◆ RAW RECORDS:
## START

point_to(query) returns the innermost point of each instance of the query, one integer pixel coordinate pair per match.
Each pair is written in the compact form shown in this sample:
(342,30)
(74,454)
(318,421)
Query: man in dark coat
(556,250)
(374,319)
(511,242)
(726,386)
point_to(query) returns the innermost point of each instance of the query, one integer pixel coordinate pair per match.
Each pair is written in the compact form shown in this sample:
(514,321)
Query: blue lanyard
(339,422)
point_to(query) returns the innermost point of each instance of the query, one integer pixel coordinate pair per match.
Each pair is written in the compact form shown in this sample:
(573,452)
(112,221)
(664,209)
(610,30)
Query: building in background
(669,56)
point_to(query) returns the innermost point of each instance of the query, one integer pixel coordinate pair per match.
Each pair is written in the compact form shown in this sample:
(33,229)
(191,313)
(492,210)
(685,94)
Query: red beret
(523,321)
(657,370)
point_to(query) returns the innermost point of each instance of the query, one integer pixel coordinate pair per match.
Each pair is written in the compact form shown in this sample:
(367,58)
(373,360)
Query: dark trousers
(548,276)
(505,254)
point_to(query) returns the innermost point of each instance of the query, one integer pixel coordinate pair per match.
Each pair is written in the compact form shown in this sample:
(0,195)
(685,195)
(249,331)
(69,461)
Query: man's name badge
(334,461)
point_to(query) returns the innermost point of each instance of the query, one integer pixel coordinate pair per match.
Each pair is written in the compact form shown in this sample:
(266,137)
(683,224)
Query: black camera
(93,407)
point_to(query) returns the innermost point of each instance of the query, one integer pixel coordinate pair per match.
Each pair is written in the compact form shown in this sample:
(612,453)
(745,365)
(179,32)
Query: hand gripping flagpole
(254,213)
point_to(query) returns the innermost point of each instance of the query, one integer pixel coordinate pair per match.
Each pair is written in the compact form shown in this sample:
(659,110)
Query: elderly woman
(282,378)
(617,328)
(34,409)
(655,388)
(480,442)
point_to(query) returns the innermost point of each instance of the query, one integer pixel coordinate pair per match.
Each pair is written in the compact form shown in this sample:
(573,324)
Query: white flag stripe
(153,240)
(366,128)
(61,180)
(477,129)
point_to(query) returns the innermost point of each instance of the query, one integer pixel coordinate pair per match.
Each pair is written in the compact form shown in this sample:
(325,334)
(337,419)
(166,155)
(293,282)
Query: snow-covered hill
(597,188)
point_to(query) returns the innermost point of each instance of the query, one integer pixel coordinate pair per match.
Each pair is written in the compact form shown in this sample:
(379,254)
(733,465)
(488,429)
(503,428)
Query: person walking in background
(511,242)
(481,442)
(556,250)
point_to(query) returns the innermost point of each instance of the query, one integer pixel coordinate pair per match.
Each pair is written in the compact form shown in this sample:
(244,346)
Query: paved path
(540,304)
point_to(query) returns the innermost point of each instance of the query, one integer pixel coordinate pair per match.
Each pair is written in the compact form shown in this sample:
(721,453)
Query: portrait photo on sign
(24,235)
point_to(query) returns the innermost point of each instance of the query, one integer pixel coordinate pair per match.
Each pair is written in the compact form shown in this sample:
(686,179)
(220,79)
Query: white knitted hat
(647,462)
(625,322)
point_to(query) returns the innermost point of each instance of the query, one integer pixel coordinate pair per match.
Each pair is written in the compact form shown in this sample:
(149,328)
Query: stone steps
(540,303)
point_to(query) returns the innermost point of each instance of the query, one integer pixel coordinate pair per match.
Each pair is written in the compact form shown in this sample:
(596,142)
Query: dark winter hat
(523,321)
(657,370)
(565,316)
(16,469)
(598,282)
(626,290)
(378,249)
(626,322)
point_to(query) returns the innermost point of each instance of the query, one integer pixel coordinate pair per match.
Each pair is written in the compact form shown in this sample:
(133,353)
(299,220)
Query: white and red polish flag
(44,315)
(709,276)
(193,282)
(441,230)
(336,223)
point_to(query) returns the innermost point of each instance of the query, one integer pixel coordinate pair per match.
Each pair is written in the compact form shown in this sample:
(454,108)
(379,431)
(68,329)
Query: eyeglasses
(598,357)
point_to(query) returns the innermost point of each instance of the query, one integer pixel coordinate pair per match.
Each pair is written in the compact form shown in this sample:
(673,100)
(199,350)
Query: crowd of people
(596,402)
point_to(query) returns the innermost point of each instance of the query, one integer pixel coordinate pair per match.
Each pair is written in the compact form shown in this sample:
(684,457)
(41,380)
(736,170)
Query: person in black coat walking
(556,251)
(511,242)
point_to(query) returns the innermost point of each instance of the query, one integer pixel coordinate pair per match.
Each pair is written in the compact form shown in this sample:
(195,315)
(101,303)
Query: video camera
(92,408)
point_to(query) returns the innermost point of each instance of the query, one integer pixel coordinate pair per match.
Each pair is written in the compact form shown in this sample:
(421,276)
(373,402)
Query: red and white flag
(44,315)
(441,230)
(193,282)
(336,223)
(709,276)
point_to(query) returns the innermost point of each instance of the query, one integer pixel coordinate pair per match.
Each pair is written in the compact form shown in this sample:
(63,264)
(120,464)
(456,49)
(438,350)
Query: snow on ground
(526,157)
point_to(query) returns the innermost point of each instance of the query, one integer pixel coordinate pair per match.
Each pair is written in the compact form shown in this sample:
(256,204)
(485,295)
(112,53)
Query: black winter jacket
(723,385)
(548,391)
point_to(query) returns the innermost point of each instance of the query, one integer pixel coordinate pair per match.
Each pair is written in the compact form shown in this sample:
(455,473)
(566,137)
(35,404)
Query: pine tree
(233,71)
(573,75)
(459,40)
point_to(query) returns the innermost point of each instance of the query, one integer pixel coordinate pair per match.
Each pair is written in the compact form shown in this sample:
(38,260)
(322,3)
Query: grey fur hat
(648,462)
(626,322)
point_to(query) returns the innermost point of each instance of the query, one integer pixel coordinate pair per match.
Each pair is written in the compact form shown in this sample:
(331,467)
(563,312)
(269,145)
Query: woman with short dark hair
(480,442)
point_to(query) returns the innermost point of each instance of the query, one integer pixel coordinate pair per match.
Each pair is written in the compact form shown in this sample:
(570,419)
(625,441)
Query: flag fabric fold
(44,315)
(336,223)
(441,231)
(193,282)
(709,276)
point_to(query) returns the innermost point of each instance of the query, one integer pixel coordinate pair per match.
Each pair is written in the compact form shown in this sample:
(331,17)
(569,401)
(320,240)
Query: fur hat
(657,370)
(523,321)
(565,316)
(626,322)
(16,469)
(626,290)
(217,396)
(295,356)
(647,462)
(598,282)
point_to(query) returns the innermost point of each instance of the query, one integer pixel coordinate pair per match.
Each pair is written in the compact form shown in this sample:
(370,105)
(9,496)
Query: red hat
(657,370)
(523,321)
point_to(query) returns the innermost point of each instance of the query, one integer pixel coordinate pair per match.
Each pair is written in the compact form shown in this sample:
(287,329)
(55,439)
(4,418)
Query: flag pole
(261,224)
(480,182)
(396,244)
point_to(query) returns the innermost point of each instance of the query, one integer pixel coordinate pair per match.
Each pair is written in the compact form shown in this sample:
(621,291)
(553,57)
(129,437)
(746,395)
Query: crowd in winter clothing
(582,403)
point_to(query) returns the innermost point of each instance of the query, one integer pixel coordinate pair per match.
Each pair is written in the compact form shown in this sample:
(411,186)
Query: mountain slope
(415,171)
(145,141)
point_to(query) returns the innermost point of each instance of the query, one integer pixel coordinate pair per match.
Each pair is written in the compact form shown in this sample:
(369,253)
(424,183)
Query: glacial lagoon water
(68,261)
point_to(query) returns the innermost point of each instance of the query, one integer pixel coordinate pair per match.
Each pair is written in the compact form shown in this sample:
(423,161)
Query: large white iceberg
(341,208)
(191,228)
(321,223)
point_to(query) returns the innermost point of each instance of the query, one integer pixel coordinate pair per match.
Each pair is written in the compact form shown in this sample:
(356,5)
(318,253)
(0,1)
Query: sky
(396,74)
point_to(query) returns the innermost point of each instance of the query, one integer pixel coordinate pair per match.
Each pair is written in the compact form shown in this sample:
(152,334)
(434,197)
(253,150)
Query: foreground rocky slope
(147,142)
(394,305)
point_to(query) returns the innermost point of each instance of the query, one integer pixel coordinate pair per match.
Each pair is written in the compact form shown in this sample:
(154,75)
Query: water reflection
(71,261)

## END

◆ OBJECTIVE:
Extract each line of the listing above that contains the word "person", where case matters.

◆ SOLUTION TO THE PROBLEM:
Query: person walking in background
Query: person in black coat walking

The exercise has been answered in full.